(Records on where objects are located in a dataset)

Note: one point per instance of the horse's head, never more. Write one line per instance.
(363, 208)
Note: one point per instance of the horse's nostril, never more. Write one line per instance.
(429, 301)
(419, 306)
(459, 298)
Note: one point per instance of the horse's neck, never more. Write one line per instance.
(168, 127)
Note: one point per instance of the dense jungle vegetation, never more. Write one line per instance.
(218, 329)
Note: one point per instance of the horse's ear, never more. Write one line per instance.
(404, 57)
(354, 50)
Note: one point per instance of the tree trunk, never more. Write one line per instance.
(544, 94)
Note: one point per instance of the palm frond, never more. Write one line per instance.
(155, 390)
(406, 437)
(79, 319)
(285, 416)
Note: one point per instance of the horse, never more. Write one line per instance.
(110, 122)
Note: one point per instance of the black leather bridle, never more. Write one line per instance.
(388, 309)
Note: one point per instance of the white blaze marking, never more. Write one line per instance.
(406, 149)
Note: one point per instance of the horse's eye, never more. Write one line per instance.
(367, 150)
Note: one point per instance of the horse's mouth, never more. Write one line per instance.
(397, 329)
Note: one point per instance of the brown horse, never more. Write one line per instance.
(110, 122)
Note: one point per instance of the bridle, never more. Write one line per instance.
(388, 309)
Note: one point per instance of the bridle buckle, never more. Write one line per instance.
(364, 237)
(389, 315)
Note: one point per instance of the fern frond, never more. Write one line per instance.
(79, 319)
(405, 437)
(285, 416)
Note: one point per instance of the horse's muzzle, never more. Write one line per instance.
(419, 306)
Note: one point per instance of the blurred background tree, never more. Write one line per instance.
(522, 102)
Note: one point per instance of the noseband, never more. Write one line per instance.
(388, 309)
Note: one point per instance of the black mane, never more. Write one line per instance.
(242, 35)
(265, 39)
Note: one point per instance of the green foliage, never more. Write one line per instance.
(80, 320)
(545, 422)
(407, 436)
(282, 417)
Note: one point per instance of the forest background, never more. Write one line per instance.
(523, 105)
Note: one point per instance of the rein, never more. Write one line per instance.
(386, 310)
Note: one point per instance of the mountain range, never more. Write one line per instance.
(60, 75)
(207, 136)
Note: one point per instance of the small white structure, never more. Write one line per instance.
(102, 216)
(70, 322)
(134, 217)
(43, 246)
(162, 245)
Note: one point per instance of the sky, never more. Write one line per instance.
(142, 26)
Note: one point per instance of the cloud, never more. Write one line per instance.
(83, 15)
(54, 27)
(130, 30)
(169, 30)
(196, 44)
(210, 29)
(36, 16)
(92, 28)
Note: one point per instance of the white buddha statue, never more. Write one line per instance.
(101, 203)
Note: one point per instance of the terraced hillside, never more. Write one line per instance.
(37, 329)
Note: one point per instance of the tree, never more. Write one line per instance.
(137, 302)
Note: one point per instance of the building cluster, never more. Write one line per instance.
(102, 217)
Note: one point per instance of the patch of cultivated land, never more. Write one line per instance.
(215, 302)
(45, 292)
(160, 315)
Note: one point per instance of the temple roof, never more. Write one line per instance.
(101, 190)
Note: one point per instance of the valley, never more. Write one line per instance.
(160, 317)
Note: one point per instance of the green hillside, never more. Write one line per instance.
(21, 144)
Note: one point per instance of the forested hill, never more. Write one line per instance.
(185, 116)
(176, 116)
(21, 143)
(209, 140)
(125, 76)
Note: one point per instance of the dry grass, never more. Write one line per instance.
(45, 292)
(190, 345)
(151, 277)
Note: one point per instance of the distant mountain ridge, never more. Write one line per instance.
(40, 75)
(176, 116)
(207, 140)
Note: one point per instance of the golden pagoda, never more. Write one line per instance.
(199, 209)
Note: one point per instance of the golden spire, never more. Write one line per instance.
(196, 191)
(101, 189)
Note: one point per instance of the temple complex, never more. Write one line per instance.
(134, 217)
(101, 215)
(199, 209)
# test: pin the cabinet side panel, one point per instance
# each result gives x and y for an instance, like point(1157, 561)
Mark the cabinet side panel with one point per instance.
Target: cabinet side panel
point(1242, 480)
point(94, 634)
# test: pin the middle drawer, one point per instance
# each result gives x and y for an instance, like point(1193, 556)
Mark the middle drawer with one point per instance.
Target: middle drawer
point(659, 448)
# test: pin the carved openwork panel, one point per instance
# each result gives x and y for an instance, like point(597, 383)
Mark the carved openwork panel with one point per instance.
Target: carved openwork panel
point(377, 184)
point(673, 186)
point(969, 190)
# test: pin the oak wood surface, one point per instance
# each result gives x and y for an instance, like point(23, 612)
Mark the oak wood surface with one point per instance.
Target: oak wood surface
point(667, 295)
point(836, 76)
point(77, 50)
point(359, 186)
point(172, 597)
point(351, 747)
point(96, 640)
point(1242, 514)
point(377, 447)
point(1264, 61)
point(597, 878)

Written task = Copy every one of the records above line for line, with no changes.

Answer =
Note: one point per instance of the horse's head, never more. Write one line per instance.
(363, 208)
Note: one point per instance of the horse's nostril, never more. Write one line per instance.
(429, 301)
(419, 306)
(459, 298)
Note: one point per instance of the horse's neck, never more. Write one line per instance.
(168, 127)
Note: one point per instance of the dense jungle vegetation, never more. Write one line per instance.
(218, 329)
Note: one point per instance of the horse's ear, never more. Write one line per instance.
(404, 57)
(354, 50)
Note: one point per instance of the tree trunk, never more. Write one line per instance.
(544, 94)
Note: one point per instance of the palm frond, never more. Write one line per instance.
(155, 390)
(406, 437)
(79, 319)
(285, 416)
Note: one point per instance of the horse, never more. Write one line per instance.
(110, 122)
Note: one point per instance of the black leather bridle, never more. Write one line per instance.
(388, 309)
Note: one point per instance of the white blaze marking, never more. Write one line per instance.
(406, 149)
Note: one point per instance of the horse's eye, never more. Write one line per instance.
(367, 150)
Note: one point per instance of the horse's mouth, never more. Write one line per instance.
(397, 329)
Note: one point per instance of the brown horse, never more. Write one line per instance.
(110, 122)
Note: one point per instance of the bridle, never more. Write one line per instance.
(388, 309)
Note: one point per instance of the bridle buckle, never more. Write one line per instance.
(364, 237)
(389, 315)
Note: one point per instance of the fern frond, never more. Write one line per instance.
(79, 319)
(405, 437)
(285, 416)
Note: one point per instance of the horse's muzzle, never more. Write one line per instance.
(419, 306)
Note: one point per instance of the blurred background tree, never more. Write one line per instance.
(522, 102)
Note: one point per instance of the noseband, never more. Write one line per instance.
(388, 309)
Note: one point per instance of the black mane, never more. Write one line per instance.
(242, 35)
(265, 39)
Note: one point per instance of the green foliage, never more. Write one line per instance.
(80, 320)
(545, 422)
(407, 436)
(282, 417)
Note: one point per instance of the forest background, never more. Write one line per instance.
(523, 105)
Note: one point per instance of the rein, never more. Write one line per instance.
(386, 310)
Note: one point per instance of the mountain range, never more. Write one line per instance.
(60, 75)
(207, 136)
Note: one point per instance of the small white structure, never more. Write one line per instance.
(102, 216)
(70, 322)
(134, 217)
(43, 246)
(162, 245)
Note: one point per instance of the sky, never more. Write one line per instance.
(142, 26)
Note: one point per instance of the cloud, never more. Write one line per instance.
(83, 15)
(54, 27)
(130, 30)
(169, 30)
(196, 44)
(210, 29)
(36, 16)
(92, 28)
Note: one point per instance of the white buddha statue, never more. Write one line per instance.
(101, 203)
Note: one point per instance of the terraced hillside, never more. Write one line per instance.
(37, 329)
Note: one point per instance of the tree, never more. Write one line per instance.
(137, 302)
Note: one point per instance of the building cluster, never more. Write one line per instance.
(102, 217)
Note: one point per instance of the patch of cultivated land, never more. Write one line per instance.
(215, 302)
(45, 292)
(160, 315)
Note: one point per instance of the temple roof, never more. Write one line per instance.
(101, 190)
Note: one point per instance of the valley, never more. Write one line per instance.
(160, 317)
Note: one point per instance of the green hillside, never more. Write one line per instance.
(21, 144)
Note: one point per instance of the forested hill, never more. Write one line per instance.
(185, 116)
(176, 116)
(21, 143)
(209, 140)
(125, 76)
Note: one point per instance of the dry grass, never more. Write one line per instance.
(45, 292)
(190, 345)
(151, 277)
Note: one point per instance of the distant mountain ridge, never more. Write one line per instance.
(40, 75)
(176, 116)
(207, 140)
Note: one point per instance of the golden pagoda, never more. Write one line per instance.
(199, 209)
Note: one point per instance of the golden spire, never more. Write one line per instance.
(196, 191)
(101, 189)
Note: one point per instance of the temple complex, never more. Write one line per instance.
(134, 217)
(101, 215)
(199, 209)
# test: pin the cabinet side panel, one point per instance
# each result gives x and y for an instance, like point(1157, 561)
Mark the cabinet side panel with one point per instance.
Target: cabinet side panel
point(1242, 480)
point(94, 634)
# test: pin the middle drawer, one point per instance
# each result gives x and y for an instance, like point(1193, 556)
Mark the middle drawer with one point per instance.
Target: middle drawer
point(659, 448)
# test: pin the carved openwork panel, one point per instance
# each result gives x and y for an instance, like point(597, 383)
Mark the carved openwork panel with one point per instance.
Target: carved openwork panel
point(377, 184)
point(673, 186)
point(969, 190)
# test: pin the oak wood surface, one point per instance
# each result gives x and y for an instance, like point(23, 612)
Mark the oak wood surface with one point per instance.
Target: oak wood surface
point(667, 295)
point(836, 76)
point(77, 50)
point(359, 186)
point(172, 597)
point(351, 747)
point(96, 640)
point(1242, 514)
point(377, 447)
point(1264, 61)
point(597, 878)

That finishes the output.